Selected text =

Chris Wreh hoping to inspire Banbury United to FA Cup run

Chris Wreh hoping to inspire Banbury United to FA Cup run and follow in former Gunner father’s footsteps in the competition after finally taking his football career seriously

  • Chris Wreh faces the biggest game of his career in the FA Cup this weekend
  • He is in inspired form for non-league Banbury, who host League Two side Barrow 
  • Wreh’s father won the Premier League and FA Cup with Arsenal in 1998
  • ‘I wasn’t taking it seriously when I was younger,’ admitted the 25-year-old

Anyone who remembers Arsene Wenger winning his first trophies at Arsenal will recognise the name of the striker leading Banbury United’s FA Cup quest.

Chris Wreh is in inspired form, with eight goals and nine assists for the team from the Southern League Premier Division Central who are unbeaten in 19 games this season and host League Two Barrow on Saturday.

Tasks to complete =
1. In the article about Chris Wreh, which team is Banbury United hosting on Saturday?
2. Using the article about Chris Wreh, decide whether each statement agrees with it, and quote the words that settle each one. (a) Wreh's father won the Premier League and FA Cup with Arsenal in 1998. (b) Chris Wreh is 30 years old. (c) Banbury United have lost two games this season.
3. Pick up the article about Chris Wreh after its final sentence and write the next few paragraphs.

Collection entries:
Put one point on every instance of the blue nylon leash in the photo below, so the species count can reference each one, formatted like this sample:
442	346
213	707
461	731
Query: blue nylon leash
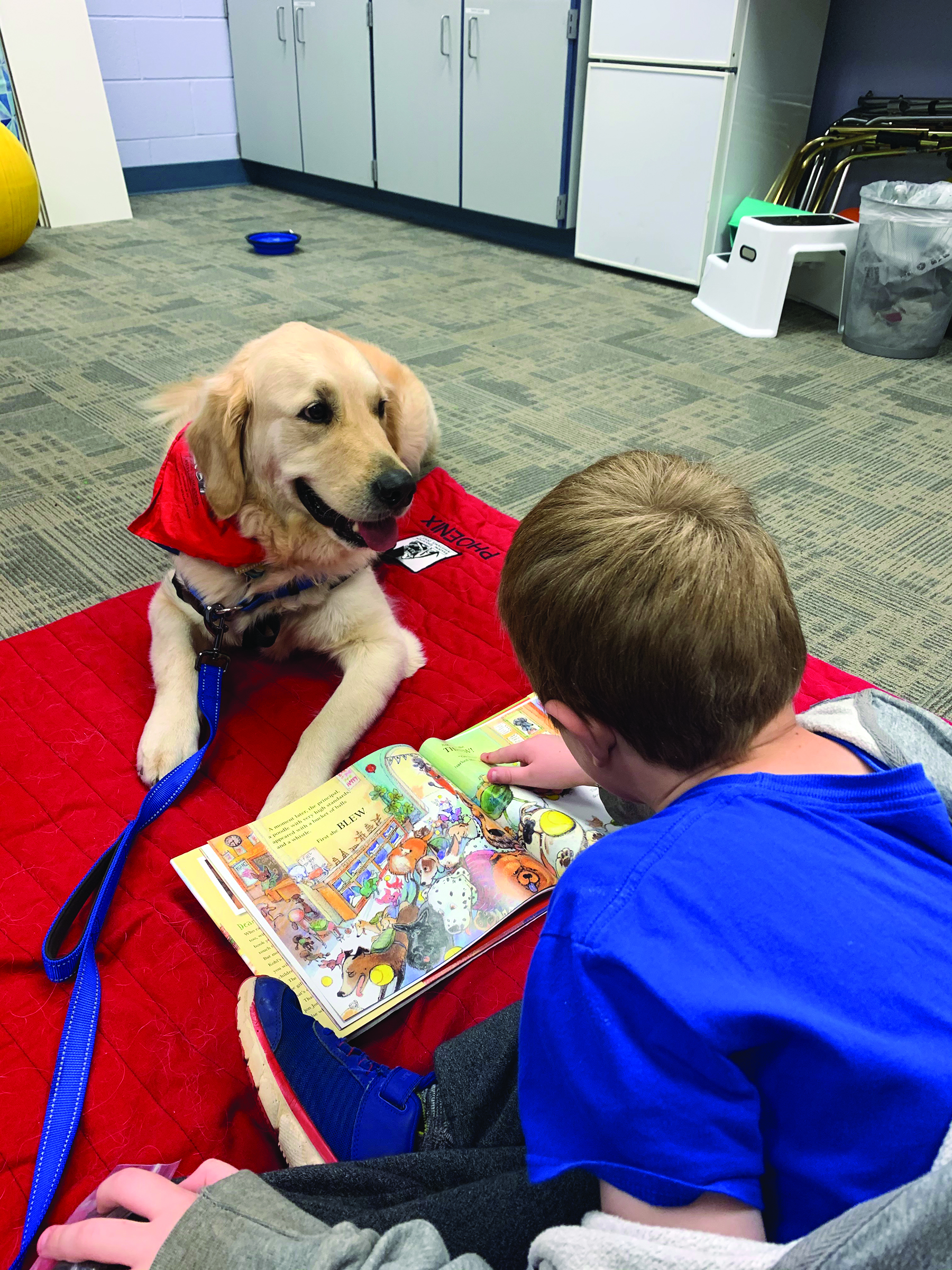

Answers for this exercise =
1. League Two side Barrow.

2.
(a) Yes: "Wreh’s father won the Premier League and FA Cup with Arsenal in 1998"
(b) No: "admitted the 25-year-old"
(c) No: "unbeaten in 19 games this season"

3.
Wreh’s father Christopher won the Premier League and FA Cup Double with Arsenal in 1998, scoring the only goal in a semi-final against Wolves at Villa Park, a fabulous, crisp finish from a pass by Patrick Vieira.

Chris Wreh is inspired form for non-league side Banbury ahead of their FA Cup tie with Barrow

Wreh’s father, also named Chris, was a crucial part of Arsenal’s double winning side in 1997/98

The Liberia international signed from Monaco then started in the final against Newcastle and scored at Wembley in the FA Community Shield three months later, celebrating his goals with cartwheels and back flips.

‘I was nearly two at the time,’ says Banbury’s Chris. ‘I don’t remember much but I’ve seen pictures of me with the players. My Mum has one of David Seaman holding me up on the bus parade and one of me with the Community Shield.

‘I saw some of games later in Dad’s career, I’ve seen the goals and people tell me about him, family members, uncles, and every now and then I bump into Arsenal fans who make the connection and know about him.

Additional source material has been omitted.